_Short exercise_: Locate every line in the listing below that contains the string "detect", and copy each of those lines.

_Stored data_:
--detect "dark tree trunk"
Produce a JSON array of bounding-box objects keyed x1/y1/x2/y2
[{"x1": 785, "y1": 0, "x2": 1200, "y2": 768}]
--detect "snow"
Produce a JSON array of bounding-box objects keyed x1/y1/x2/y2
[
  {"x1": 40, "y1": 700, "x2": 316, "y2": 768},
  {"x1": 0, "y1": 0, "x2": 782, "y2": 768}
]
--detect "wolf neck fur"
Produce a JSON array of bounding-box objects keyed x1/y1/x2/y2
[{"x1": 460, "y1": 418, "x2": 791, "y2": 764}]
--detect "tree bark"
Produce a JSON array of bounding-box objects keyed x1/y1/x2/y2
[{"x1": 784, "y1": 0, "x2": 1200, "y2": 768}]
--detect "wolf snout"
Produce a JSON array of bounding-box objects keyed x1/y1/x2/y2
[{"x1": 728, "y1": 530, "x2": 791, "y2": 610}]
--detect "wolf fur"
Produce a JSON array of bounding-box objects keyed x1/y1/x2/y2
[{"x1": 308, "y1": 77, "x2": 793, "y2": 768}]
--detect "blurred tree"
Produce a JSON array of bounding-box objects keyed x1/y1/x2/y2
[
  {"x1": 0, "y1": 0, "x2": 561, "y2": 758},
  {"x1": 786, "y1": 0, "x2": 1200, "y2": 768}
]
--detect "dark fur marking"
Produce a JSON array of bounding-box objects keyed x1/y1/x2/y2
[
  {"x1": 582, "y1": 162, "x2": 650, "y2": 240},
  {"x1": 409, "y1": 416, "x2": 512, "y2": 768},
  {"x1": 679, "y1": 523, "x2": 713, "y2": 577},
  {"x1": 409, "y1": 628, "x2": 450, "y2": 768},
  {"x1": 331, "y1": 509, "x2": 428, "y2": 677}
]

* * *

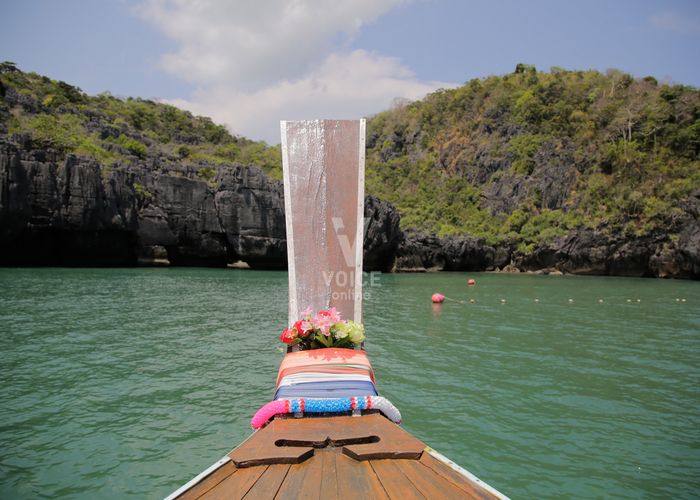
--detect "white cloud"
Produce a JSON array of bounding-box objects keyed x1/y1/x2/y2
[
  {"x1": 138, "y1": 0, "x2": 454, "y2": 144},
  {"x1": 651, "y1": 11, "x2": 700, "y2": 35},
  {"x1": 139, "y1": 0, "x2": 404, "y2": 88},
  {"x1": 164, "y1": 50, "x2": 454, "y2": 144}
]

_Result for this exercise_:
--detect "dark tree trunk"
--detect "snow"
--detect "wolf neck fur"
--detect "tree bark"
--detect "wolf snout"
--detect "wolf fur"
--detect "blurred tree"
--detect "dark fur marking"
--detect "white cloud"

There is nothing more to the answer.